Rep. Zoe Lofgren on When ‘Administrative Assistants Ran the Hill’

California Democrat started out as a staffer in the 1970s

California Rep. Zoe Lofgren started out as an intern on Capitol Hill right out of college. (CQ Roll Call file photo)
California Rep. Zoe Lofgren started out as an intern on Capitol Hill right out of college. (CQ Roll Call file photo)
Posted March 16, 2018 at 5:04am

When Rep. Zoe Lofgren was a staffer forty years ago, articles of impeachment were flying. Still, she thinks Congress is more chaotic now.

The California Democrat replaced her former boss, Rep. Don Edwards, after he retired in 1994.

What was life like when administrative assistants “ruled the Hill”? Lofgren gave us an idea.

Q: What was your job with former Rep. Don Edwards?

A: I talked my way into an internship right out of college [in 1970], and then I started out at the bottom of the totem pole. I ended up writing letters and researching legislation. I went to law school while I was on his staff, and I ended up doing legal work on the bankruptcy reform bill and the impeachment of [President Richard] Nixon in ’74. I also worked in the district office [after a] number of years in D.C., and then I came back for specific events like the Equal Rights Amendment extension.

I don’t know what the title was. It was different back then. Administrative assistants ran the Hill. At one point, he offered me a position to be one of the lawyers on his subcommittee, which I turned down, actually. That was a much sought-after position, but my life would have been very different had I agreed to do that.

Q: At what point did you decide to run?

A: I’m not sure there was a particular time. I think many young staffers wander around and think, ‘Could I do this?’ So I was probably among the staffers who had that thought. After I left his staff, I ran for office, first for a community college trustee board and then the [Santa Clara County] Board of Supervisors. Although I didn’t have a mapped-out plan to run for Congress, that became a more viable idea after I’d established myself in local government.

### SET TASKS
1. For each statement, say whether it agrees with the interview, and quote the words that decide it: (a) Lofgren began on Capitol Hill as an intern right after college. (b) Lofgren accepted Edwards's offer to be a lawyer on his subcommittee. (c) Don Edwards retired in 1994.
2. According to the interview, which two offices did Lofgren run for after leaving Edwards's staff?
The entries that follow have no connection to the interview.

### MATERIAL SUPPLIED
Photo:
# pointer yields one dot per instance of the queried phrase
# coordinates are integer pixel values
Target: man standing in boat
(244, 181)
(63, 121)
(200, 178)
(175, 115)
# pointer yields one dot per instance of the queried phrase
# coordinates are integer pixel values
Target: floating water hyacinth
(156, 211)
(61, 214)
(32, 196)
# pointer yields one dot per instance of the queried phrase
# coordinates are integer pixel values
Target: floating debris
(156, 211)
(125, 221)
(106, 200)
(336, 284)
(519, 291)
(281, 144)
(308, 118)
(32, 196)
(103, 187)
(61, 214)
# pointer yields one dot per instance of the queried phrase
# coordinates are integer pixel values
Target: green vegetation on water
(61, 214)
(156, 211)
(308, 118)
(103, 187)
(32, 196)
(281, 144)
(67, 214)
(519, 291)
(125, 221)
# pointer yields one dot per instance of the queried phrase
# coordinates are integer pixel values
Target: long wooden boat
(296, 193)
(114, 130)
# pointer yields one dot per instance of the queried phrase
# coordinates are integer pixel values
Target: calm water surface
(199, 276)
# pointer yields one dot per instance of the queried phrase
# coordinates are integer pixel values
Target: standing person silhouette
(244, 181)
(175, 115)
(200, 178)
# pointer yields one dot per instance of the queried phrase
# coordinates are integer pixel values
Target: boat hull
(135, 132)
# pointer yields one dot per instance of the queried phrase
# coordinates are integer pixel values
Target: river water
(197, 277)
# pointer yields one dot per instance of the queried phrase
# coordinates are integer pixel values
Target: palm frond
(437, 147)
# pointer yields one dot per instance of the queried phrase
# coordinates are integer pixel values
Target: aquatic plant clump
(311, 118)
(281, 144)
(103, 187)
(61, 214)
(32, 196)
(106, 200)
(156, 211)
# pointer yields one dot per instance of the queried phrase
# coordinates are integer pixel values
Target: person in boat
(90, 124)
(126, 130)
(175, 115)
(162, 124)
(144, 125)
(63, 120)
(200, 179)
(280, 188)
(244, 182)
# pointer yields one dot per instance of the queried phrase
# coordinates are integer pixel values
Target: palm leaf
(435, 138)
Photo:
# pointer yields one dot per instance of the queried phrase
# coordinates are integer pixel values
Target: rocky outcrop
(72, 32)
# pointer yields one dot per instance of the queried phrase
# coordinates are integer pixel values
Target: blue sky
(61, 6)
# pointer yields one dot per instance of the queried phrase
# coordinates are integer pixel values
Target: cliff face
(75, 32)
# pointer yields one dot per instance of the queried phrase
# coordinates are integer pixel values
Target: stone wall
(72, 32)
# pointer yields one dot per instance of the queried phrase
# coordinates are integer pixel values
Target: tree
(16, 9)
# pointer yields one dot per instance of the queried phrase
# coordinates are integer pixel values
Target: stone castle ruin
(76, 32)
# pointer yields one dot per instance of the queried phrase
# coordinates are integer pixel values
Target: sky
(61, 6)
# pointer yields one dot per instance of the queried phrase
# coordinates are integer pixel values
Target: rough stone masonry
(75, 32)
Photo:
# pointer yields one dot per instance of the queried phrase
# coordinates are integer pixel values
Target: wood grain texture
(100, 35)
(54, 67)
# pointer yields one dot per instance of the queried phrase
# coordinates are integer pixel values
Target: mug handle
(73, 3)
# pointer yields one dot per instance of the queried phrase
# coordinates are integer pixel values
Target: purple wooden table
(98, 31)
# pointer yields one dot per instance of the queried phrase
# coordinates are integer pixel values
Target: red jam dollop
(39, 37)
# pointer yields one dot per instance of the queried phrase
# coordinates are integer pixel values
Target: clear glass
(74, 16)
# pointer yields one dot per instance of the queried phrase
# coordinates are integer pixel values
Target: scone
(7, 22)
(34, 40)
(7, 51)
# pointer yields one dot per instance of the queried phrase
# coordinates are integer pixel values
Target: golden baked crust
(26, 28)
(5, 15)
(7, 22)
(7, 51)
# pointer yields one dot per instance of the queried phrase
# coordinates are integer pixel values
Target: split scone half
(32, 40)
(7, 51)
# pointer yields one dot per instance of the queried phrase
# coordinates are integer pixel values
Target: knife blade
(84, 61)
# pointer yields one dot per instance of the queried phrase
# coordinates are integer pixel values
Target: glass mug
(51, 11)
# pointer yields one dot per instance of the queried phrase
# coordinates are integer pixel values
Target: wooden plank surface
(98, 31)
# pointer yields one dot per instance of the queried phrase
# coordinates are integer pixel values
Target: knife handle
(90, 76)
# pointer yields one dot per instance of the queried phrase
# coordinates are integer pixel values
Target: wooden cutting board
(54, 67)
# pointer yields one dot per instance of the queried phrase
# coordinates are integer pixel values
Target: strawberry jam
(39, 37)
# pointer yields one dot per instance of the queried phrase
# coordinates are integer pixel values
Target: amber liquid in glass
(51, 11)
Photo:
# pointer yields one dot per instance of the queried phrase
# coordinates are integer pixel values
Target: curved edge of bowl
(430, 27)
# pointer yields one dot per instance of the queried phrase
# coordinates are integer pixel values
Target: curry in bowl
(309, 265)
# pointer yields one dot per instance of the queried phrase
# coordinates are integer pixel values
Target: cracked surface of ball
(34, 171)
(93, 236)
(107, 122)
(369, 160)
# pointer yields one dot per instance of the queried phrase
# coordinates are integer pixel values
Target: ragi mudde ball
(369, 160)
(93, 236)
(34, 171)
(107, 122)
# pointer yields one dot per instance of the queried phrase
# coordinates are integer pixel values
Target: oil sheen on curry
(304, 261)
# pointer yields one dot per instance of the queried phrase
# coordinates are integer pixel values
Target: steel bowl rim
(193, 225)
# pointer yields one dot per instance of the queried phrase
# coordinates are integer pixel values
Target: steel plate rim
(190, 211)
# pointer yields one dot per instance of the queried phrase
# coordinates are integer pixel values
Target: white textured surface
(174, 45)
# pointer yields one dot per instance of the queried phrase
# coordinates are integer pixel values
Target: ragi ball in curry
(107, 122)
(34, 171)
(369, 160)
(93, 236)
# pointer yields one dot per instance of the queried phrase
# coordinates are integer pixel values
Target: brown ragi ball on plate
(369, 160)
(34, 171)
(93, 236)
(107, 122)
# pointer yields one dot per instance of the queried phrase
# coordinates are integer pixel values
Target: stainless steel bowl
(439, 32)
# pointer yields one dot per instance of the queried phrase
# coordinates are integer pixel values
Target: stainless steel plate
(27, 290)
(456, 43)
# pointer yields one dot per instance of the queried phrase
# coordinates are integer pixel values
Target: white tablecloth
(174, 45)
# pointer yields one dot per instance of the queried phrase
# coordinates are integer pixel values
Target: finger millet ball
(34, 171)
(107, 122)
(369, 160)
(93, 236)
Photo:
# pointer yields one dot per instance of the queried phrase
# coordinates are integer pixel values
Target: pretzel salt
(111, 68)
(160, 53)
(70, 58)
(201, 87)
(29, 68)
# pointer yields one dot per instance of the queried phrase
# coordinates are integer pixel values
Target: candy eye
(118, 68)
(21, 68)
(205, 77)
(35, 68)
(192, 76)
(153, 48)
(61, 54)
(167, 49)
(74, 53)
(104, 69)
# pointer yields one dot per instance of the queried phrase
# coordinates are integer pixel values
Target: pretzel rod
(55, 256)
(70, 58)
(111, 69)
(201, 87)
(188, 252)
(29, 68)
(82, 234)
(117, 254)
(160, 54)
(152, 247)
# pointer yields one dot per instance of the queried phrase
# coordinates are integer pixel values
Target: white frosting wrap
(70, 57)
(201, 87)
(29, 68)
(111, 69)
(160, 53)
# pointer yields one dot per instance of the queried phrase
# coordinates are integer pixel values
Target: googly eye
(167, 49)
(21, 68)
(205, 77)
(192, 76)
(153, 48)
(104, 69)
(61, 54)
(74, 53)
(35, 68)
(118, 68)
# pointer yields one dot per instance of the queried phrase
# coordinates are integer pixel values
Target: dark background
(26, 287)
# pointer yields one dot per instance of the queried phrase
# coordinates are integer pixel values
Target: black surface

### TASK-BY-TASK SOLUTIONS
1.
(a) Yes: "I talked my way into an internship right out of college"
(b) No: "which I turned down, actually."
(c) Yes: "after he retired in 1994."

2. She ran first for a community college trustee board and then for the Santa Clara County Board of Supervisors.